▶ What to produce
Nothing in the records may be left out or altered; reproduce them all exactly.

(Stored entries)

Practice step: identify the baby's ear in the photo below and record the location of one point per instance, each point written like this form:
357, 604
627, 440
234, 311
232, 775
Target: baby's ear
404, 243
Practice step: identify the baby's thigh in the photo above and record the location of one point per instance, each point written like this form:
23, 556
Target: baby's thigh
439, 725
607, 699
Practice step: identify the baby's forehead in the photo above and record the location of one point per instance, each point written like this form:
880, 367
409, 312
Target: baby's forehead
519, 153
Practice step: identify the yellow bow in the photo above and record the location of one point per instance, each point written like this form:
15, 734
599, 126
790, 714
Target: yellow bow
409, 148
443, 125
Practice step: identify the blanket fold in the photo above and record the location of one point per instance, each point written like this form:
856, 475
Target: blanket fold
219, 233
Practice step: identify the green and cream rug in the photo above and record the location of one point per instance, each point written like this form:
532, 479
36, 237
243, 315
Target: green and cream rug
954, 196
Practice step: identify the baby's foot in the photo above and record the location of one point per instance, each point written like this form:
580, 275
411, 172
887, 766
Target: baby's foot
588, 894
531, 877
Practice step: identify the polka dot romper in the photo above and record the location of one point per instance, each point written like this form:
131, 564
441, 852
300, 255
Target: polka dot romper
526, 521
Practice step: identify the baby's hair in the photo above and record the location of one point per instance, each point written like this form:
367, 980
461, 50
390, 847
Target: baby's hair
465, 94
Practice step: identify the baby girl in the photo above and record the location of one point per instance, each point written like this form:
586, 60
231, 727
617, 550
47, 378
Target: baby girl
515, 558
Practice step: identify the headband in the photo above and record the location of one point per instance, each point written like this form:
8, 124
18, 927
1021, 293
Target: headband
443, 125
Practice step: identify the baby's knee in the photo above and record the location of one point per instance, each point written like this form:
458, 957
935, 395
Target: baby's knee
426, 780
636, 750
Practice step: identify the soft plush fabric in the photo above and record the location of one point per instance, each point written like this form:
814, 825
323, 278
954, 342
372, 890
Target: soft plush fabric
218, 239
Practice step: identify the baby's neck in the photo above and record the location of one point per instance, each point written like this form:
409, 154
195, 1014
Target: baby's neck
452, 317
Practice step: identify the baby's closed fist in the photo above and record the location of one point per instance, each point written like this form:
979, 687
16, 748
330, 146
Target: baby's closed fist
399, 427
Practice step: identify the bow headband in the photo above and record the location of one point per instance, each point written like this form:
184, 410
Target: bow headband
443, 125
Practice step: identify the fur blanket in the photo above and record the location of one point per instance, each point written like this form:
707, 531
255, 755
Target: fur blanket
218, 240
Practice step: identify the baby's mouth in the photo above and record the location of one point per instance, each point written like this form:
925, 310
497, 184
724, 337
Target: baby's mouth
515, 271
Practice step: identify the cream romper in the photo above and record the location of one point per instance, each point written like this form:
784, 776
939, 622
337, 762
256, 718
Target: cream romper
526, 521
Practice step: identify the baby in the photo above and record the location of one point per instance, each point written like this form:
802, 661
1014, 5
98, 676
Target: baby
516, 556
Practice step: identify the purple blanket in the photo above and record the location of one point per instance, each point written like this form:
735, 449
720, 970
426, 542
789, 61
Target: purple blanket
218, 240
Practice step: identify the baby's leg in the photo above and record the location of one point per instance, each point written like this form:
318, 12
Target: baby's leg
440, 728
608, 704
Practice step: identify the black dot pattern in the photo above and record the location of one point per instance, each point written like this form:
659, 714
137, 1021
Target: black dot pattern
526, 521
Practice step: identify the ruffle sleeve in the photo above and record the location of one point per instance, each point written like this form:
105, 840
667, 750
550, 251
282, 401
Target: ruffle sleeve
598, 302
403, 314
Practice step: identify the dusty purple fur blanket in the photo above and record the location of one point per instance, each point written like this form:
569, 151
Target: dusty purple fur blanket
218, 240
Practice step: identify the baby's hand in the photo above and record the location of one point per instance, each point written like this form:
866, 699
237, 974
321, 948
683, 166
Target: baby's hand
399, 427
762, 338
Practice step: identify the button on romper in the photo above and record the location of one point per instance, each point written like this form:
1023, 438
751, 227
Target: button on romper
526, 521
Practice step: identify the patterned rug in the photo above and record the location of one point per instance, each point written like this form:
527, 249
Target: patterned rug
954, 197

▶ Written response
Practice step: identify the baby's ear in the photo below and record the location of one point per instance, each point written like this form:
357, 604
627, 440
234, 311
232, 775
Target: baby's ear
404, 243
Practice step: identify the baby's thigh in the photo above and record the location of one point per instance, each point written like this form:
23, 556
Target: baby's thigh
439, 725
607, 699
Practice step: identify the baby's forehead in the photo above and record the location of one point per instance, each point written like this form:
880, 367
409, 312
Target: baby's forehead
519, 153
Practice step: identify the yellow bow in the photo above and record the location of one point per instance, each point written like this form:
15, 734
599, 126
790, 714
Target: yellow bow
409, 148
443, 125
Practice step: identify the blanket fold in the photo above and record the location of one point per instance, each point written like this form:
856, 475
Target: blanket fold
219, 233
Practice step: identify the green and cream rug in the photo above and record the location of one point per instance, each point written like this form:
532, 479
36, 237
243, 315
Target: green and cream rug
954, 196
Practice step: identify the baby's foot in the photo above and record the location of one point per instance, each point written like this form:
580, 275
411, 172
887, 766
Target: baby's foot
588, 894
531, 877
Practice step: identify the polka dot romper in the photo above and record the location of one point per instance, each point written like this form:
131, 564
441, 852
300, 255
Target: polka dot romper
526, 521
Practice step: identify the baby's hair in the photo above and record the location of one point per instance, each point written like this form:
367, 980
461, 50
390, 847
Target: baby's hair
465, 94
Practice step: identify the baby girl in the photo above and record the location of one point per instance, each point written like this form:
586, 60
231, 727
617, 550
47, 378
Target: baby girl
515, 558
Practice step: identify the headband in the photo above and record the location of one point per instance, each point written like this form:
8, 124
18, 927
1021, 293
Target: headband
443, 125
Practice step: identify the baby's knee in the photo above and record the location of one point per instance, each point written like this form:
458, 957
935, 395
Target: baby's knee
426, 780
636, 750
Practice step: identify the soft plush fabric in the photo above and record the location of one point per instance, each point written like this form:
814, 825
323, 278
954, 342
372, 890
Target: soft plush fabric
218, 239
Practice step: identify the baby's neck in the photo above and record the location of one point per instance, each point written like this form:
409, 154
195, 1014
Target: baby's neck
452, 317
Practice step: identify the baby's closed fist in the photo above and record the location of one point per instance, each point written like this form:
979, 687
16, 748
330, 146
Target: baby's closed fist
399, 427
Practice step: identify the bow headband in the photo above and record the location of one point per instance, each point written like this form:
184, 410
Target: bow headband
443, 125
Practice step: identify the fur blanket in the photo above and record the location of one point per instance, each point written like this form:
707, 531
255, 755
Target: fur blanket
218, 240
Practice step: identify the baby's mouth in the photo above and record the location of one point per instance, each point written like this form:
925, 310
497, 184
724, 337
Target: baby's mouth
515, 271
Practice step: identify the cream romper in the photo above and record the location of one point per instance, each point written like this form:
784, 776
939, 622
337, 762
256, 718
Target: cream romper
526, 521
Practice step: identify the baby in the photo above and record the location of one point per instance, each point written like this form:
802, 661
1014, 5
98, 676
Target: baby
516, 556
Practice step: identify the purple blanket in the photo above and record the location of one point per instance, each point written like this form:
735, 449
720, 970
426, 542
789, 61
Target: purple blanket
218, 240
Practice step: identify the baby's leg in the photo above and record the location of one point per instance, each point written like this form:
318, 12
Target: baby's leg
440, 728
608, 704
Practice step: identify the black dot pattern in the photo above and record the location of one point per instance, each point written like this form:
659, 714
137, 1021
Target: black dot pattern
526, 521
Practice step: identify the ruffle sleeve in the photo above and record the location of one point per instance, each point written like this form:
105, 840
667, 750
550, 251
282, 401
Target: ruffle sleeve
598, 302
403, 314
Practice step: identify the dusty purple fur blanket in the photo above and record the location of one point per instance, each point written like this form:
569, 151
Target: dusty purple fur blanket
218, 240
Practice step: identify the baby's hand in the photo above and record the location of one point per instance, each point written like this form:
866, 699
237, 974
321, 948
683, 166
Target: baby's hand
399, 427
762, 338
Practice step: identify the button on romper in the photo above and record the location of one point per instance, each point written like this form:
1023, 438
751, 227
Target: button on romper
526, 521
Practice step: identify the patterned rug in the photo above and record the location of one point per instance, each point written like this form:
527, 249
Target: patterned rug
954, 197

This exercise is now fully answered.